Challenge: Convert every line of the records below into a Markdown table with two columns, Row and Line, numbering the rows in order. Skip blank lines, and leave the pictures out.

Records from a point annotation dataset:
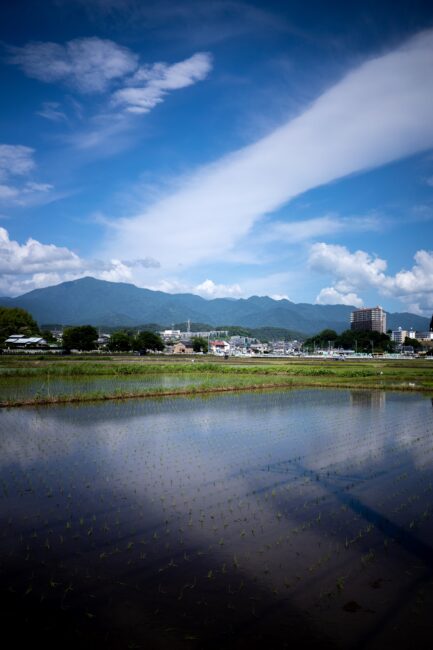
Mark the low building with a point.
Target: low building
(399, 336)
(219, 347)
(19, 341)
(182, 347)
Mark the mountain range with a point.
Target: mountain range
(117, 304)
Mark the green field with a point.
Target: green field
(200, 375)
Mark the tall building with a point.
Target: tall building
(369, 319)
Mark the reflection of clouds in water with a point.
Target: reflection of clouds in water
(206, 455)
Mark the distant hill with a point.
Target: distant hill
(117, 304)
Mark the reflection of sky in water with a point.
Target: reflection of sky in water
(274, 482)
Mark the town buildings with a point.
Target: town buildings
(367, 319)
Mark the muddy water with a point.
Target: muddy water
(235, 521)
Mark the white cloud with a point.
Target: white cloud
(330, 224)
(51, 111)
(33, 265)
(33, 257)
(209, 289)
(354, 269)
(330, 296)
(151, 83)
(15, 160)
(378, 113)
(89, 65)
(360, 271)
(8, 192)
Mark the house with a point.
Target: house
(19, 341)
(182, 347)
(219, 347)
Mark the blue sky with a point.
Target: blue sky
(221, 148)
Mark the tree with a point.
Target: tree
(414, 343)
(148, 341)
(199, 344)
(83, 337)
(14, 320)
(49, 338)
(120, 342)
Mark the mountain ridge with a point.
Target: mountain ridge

Full answer:
| Row | Line |
|---|---|
| 1 | Mark the low building with a point. |
| 2 | Target: low building |
| 3 | (399, 336) |
| 4 | (219, 347) |
| 5 | (19, 341) |
| 6 | (182, 347) |
| 7 | Mark the mountain range with a point. |
| 8 | Target: mountain range |
| 9 | (117, 304) |
| 10 | Mark the green field with a point. |
| 11 | Target: green field |
| 12 | (200, 375) |
| 13 | Mark the tall building with a point. |
| 14 | Target: tall building |
| 15 | (369, 319) |
| 16 | Mark the reflection of clouds in water with a point. |
| 17 | Target: reflection of clouds in water |
| 18 | (206, 455) |
| 19 | Mark the distant hill with a point. |
| 20 | Target: distant hill |
| 21 | (117, 304) |
| 22 | Mark the reflection of sky in water with a point. |
| 23 | Target: reflection of sky in water |
| 24 | (274, 482) |
| 25 | Mark the town buildings with a point. |
| 26 | Target: town buildings |
| 27 | (367, 319) |
| 28 | Mark the muddy water with a point. |
| 29 | Target: muddy water |
| 30 | (235, 521) |
| 31 | Mark the white cloud with a point. |
| 32 | Target: white cloud |
| 33 | (330, 224) |
| 34 | (51, 111) |
| 35 | (33, 265) |
| 36 | (33, 257) |
| 37 | (209, 289) |
| 38 | (354, 269) |
| 39 | (330, 296) |
| 40 | (151, 83) |
| 41 | (15, 160) |
| 42 | (378, 113) |
| 43 | (89, 65) |
| 44 | (360, 271) |
| 45 | (8, 192) |
| 46 | Mark the house with a point. |
| 47 | Target: house |
| 48 | (19, 341) |
| 49 | (182, 347) |
| 50 | (219, 347) |
| 51 | Mark the blue sky with a point. |
| 52 | Target: blue sky |
| 53 | (221, 148) |
| 54 | Mark the tree with a point. |
| 55 | Target: tree |
| 56 | (414, 343) |
| 57 | (148, 341) |
| 58 | (199, 344) |
| 59 | (83, 337) |
| 60 | (14, 320) |
| 61 | (49, 338) |
| 62 | (120, 342) |
| 63 | Mark the mountain ridge with a point. |
| 64 | Target: mountain ridge |